- [PROVIDED TEXT]:

F5_greenGraphs_separate : run the analysis once, generate the "green graphs" of the UCSC data hub
The filtered output sam files of F4_blatPloidyFiltering, enter another round of analyseMappedReads.pl The analysis and output files is exactly the same as in F2_redgraphs and F3_orangegraphs. ( this analysis is not exactly needed any more - but provides useful read counter data and visualisations in the end of the run) Again this step is done separately for the flashed and nonflashed reads, The output files are exactly the same as in F2_redGraphs and F3_orangeGraphs : For each capture site, for both FLASHED and NONFLASHED reads : (1) bam file (printout of all fragments(*) for that specific capture site (2) windowed-wig file (the same data as the bam file 300 bases window with 30 bases slide) (3) gff file (counts of reporter fragments(*) in restriction enzyme cut site bins) (4) wig file (the same data as the gff file, but in wig format.) Summary files (for "flashed" and "nonflashed" reads) : (1) bam file (printout of all fragments for all capture sites, with CO: column of fragment(*) identity details) (2) report file ( summary of the counts of the reads and fragments along the analysis ) ( (*)"Read" and "fragment" : see the "illustrations" above ! ) The output of the F5 folder is visualised in the UCSC data hub. The F5 folder data is the green graph of the UCSC data hub (thus, the output folder is called F5_greenGraphs) This is the last folder, where the data is presented separately for "flashed" and "nonflashed" reads. This is why the folder name is F5_greenGraphs_separate
(iii) COMBINE THE FINAL RESULTS , and generate a summary figure
Folders F6-F7 like so : F6_greenGraphs_combined combine the "flashed" and "nonflashed" green graphs, run the analysis once, generate the "combined green graphs" of the UCSC data hub F7_summaryFigure generate a summary figure, to make it easier to troubleshoot the above workflow This generates the final set of output files : COMBINED "flashed" + "non-flashed" reads analysis results Details below
F6_greenGraphs_combined : combine the "flashed" and "nonflashed" data, run the analysis once, generate the final combined "green graph" of the UCSC data hub
The sam files of "flashed" and "nonflashed" reads from F5_greenGraphs_separate are combined, and this combined data enters the (last and final) round of analyseMappedReads.pl The analysis and output files is exactly the same as in F2_redGraphs and F3_orangeGraphs and F5_greenGraphs_separate. ( this analysis is not exactly needed any more - but provides useful read counter data and visualisations in the end of the run) The output files are exactly the same as before - but now the FLASHED and NONFLASHED data are not separate, but combined in the COMBINED files : (1) bam file (printout of all fragments(*) for that specific capture site (2) windowed-wig file (the same data as the bam file 300 bases window with 30 bases slide) (3) gff file (counts of reporter fragments(*) in restriction enzyme cut site bins) (4) wig file (the same data as the gff file, but in wig format.) Summary files (for "flashed" and "nonflashed" reads) : (1) bam file (printout of all fragments for all capture sites, with CO: column of fragment(*) identity details) (2) report file ( summary of the counts of the reads and fragments along the analysis ) ( (*)"Read" and "fragment" : see the "illustrations" above ! ) The output of the F6 folder is visualised in the UCSC data hub, one track for each capture oligo. The F6 folder data is the green COMBINED graph of the UCSC data hub (thus, the output folder is called F6_greenGraphs)

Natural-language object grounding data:
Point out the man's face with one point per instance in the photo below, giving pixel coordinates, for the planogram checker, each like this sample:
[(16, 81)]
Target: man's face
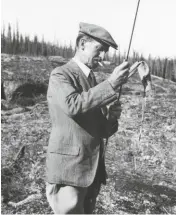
[(94, 52)]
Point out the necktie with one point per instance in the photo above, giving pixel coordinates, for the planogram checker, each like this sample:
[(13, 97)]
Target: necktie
[(92, 79)]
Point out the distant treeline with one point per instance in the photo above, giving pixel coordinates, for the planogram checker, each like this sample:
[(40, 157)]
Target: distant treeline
[(12, 42)]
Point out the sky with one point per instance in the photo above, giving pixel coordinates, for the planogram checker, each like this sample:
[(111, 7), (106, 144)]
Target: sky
[(58, 20)]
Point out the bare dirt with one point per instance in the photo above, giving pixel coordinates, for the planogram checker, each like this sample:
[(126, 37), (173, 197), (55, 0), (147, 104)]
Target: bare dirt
[(142, 174)]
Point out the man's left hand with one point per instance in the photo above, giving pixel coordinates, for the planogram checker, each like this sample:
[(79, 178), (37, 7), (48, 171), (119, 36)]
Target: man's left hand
[(114, 111)]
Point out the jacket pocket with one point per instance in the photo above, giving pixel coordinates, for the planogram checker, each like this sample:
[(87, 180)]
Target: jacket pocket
[(66, 150)]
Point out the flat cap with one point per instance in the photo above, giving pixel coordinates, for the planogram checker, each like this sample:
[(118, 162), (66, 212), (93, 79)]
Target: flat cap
[(98, 33)]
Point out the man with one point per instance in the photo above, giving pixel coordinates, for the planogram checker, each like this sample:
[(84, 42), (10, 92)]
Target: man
[(75, 161)]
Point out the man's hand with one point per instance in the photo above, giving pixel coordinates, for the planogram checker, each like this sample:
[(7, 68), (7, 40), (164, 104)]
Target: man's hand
[(119, 75), (114, 111)]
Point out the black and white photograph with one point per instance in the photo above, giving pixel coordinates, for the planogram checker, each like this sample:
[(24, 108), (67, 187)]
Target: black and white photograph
[(88, 107)]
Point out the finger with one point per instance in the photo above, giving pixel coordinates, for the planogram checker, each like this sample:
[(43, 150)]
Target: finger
[(123, 65)]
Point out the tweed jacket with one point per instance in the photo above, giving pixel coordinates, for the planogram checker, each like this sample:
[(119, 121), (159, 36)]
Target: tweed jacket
[(78, 125)]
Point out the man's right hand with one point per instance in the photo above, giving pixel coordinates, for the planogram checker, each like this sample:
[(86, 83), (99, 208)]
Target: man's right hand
[(119, 75)]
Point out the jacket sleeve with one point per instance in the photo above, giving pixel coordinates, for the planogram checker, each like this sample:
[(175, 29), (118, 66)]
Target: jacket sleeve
[(71, 100)]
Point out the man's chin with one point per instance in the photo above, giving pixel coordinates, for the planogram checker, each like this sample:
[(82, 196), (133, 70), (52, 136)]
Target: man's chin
[(95, 65)]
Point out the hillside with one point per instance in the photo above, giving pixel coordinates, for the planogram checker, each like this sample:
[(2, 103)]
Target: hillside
[(142, 175)]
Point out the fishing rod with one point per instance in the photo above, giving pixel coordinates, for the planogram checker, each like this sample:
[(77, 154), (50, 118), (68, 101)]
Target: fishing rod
[(126, 59), (129, 46)]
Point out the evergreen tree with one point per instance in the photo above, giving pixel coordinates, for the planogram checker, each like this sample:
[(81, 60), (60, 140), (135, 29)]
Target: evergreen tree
[(9, 40)]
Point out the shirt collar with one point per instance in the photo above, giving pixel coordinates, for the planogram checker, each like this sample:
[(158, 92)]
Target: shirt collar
[(86, 70)]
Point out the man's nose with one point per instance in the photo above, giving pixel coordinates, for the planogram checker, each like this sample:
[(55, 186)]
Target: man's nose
[(102, 55)]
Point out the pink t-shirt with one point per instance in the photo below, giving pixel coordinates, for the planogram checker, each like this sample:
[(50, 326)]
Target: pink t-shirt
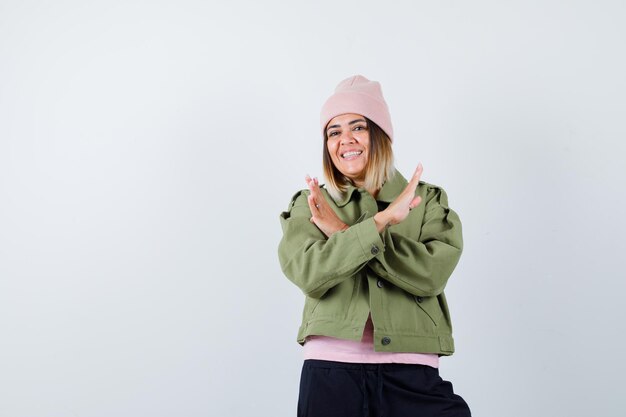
[(342, 350)]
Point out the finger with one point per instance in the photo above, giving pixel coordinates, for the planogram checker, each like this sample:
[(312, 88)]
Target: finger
[(415, 202), (415, 179), (313, 206)]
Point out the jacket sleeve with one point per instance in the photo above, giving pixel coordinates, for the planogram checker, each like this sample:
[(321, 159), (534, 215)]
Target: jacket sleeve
[(422, 267), (316, 263)]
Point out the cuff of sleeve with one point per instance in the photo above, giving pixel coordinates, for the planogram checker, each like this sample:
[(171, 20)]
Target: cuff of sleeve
[(369, 238)]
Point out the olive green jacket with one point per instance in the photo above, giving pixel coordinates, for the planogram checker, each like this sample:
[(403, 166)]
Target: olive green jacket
[(399, 275)]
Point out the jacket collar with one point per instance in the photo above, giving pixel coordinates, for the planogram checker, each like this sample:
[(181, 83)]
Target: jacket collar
[(388, 192)]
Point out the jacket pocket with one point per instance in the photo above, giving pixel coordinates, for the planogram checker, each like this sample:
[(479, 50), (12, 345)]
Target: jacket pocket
[(426, 305)]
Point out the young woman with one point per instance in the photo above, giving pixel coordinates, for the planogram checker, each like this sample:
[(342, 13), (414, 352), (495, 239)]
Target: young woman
[(372, 253)]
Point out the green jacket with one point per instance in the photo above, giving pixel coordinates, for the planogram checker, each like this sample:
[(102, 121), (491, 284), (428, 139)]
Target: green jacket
[(399, 275)]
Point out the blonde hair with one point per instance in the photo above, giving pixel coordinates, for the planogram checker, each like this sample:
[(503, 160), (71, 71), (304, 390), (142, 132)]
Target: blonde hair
[(379, 168)]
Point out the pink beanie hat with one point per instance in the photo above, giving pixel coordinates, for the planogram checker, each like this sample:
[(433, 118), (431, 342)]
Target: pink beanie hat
[(358, 95)]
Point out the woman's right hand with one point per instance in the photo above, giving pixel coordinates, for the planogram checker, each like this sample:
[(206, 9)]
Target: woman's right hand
[(399, 208)]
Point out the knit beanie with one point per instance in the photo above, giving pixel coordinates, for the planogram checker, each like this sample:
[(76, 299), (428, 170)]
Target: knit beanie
[(358, 95)]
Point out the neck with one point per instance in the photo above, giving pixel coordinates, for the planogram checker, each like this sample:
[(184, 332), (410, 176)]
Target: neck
[(372, 191)]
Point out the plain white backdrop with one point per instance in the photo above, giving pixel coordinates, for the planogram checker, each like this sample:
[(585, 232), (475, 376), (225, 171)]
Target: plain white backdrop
[(148, 147)]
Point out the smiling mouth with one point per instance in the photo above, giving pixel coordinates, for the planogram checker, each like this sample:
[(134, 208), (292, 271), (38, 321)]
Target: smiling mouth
[(351, 154)]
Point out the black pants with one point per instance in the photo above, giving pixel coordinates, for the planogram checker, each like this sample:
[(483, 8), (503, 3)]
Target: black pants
[(338, 389)]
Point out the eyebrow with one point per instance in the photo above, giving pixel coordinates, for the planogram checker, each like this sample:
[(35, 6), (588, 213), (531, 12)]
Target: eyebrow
[(351, 123)]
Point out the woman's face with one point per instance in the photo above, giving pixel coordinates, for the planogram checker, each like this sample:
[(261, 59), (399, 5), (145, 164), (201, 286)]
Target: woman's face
[(348, 143)]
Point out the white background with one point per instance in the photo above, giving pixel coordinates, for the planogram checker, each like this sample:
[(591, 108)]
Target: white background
[(147, 148)]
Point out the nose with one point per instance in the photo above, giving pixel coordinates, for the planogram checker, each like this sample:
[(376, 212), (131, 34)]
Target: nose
[(347, 137)]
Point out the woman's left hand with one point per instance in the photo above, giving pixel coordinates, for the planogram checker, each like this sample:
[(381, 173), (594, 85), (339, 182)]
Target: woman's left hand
[(324, 217)]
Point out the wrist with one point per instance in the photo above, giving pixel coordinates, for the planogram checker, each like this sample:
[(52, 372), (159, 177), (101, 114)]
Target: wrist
[(381, 221)]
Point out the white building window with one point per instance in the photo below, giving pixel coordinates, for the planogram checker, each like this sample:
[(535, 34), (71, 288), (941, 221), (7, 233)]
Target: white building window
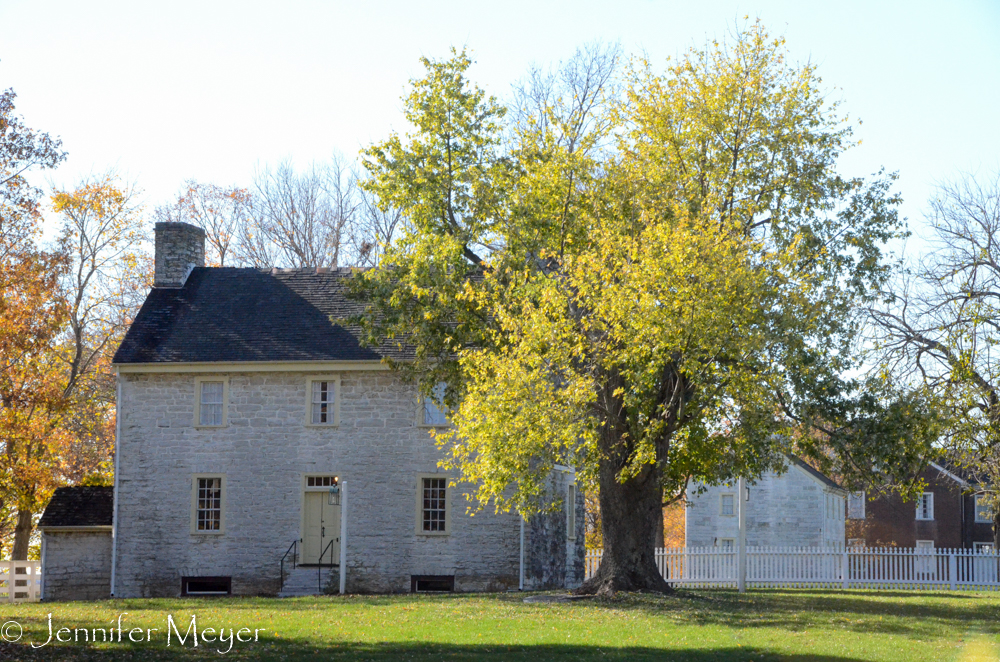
[(925, 506), (983, 512), (727, 506), (323, 408), (571, 511), (433, 412), (856, 505), (211, 396), (208, 497), (433, 511)]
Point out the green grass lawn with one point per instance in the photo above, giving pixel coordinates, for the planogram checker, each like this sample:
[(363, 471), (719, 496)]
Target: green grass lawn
[(796, 625)]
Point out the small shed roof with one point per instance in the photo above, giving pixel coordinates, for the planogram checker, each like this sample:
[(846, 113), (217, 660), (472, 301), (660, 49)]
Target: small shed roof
[(80, 506)]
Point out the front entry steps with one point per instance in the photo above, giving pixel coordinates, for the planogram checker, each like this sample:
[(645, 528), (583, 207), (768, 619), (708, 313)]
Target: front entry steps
[(302, 581)]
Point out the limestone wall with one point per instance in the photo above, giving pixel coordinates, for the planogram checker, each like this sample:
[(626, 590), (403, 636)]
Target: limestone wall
[(378, 451), (76, 565)]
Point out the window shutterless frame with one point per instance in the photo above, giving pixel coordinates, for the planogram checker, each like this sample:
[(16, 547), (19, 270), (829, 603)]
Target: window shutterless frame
[(571, 511), (323, 401), (983, 513), (431, 414), (208, 498), (925, 506), (429, 506), (214, 400), (727, 505)]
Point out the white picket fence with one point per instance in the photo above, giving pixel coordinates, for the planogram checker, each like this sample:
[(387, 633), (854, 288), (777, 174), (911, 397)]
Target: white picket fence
[(826, 567), (20, 581)]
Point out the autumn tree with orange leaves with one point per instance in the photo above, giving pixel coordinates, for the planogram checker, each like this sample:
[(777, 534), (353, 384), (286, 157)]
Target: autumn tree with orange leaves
[(32, 312)]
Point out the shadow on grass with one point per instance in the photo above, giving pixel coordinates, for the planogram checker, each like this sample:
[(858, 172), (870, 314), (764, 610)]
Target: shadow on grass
[(894, 612), (395, 652)]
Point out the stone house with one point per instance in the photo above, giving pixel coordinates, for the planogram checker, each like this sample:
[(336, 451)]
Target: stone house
[(253, 428), (798, 508), (947, 514), (76, 543)]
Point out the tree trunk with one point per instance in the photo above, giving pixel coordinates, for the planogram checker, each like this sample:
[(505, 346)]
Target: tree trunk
[(631, 511), (996, 530), (22, 535), (629, 514)]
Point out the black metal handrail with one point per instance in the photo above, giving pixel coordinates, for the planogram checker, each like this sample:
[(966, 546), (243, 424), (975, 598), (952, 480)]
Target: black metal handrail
[(319, 565), (294, 551)]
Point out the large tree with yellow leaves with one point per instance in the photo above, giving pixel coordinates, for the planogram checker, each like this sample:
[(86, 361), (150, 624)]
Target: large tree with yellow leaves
[(651, 278)]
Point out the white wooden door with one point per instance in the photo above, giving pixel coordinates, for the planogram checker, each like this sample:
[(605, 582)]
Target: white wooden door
[(320, 524)]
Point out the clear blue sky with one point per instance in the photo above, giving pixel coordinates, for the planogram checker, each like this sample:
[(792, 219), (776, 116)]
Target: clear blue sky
[(168, 91)]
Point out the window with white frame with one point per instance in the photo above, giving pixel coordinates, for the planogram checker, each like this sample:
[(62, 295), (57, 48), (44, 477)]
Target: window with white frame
[(211, 394), (207, 503), (983, 512), (323, 406), (432, 505), (727, 505), (925, 506), (433, 412), (856, 505), (571, 511)]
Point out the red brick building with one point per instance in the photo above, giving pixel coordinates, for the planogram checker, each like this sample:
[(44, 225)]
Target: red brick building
[(947, 514)]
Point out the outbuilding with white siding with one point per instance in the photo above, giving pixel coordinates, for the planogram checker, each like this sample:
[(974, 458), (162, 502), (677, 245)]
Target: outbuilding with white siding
[(798, 507)]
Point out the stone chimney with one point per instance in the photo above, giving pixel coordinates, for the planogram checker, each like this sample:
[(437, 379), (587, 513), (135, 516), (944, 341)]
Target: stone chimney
[(179, 249)]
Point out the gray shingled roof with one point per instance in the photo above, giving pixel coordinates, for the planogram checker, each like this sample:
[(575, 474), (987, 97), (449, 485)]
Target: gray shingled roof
[(797, 461), (80, 506), (229, 314)]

- [TASK LIST]:
(1) In the pipeline description, why is the F5 output folder named F5_greenGraphs_separate? Answer in one to three sentences.
(2) Write a continuation of the pipeline description, starting after its last sentence.

- [ANSWERS FOR EACH ITEM]:
(1) Its data is the green graph of the UCSC data hub, which gives the "greenGraphs" part of the name. It is also the last folder where the data is presented separately for "flashed" and "nonflashed" reads, which gives the "separate" part.

(2)
F7_summaryFigure : easy-to-interpret output counters visualisation, to go with the UCSC data hub
The above data flow can be quite exhausting to troubleshoot, so the reporter counter files are transformed to easy-to-interpret graphical representation.
This visualisation file is available in the UCSC data hub by clicking any of the data tracks, or opening "track preferences" page by right-clicking the track This folder contains the summary figure, and the log files about making it.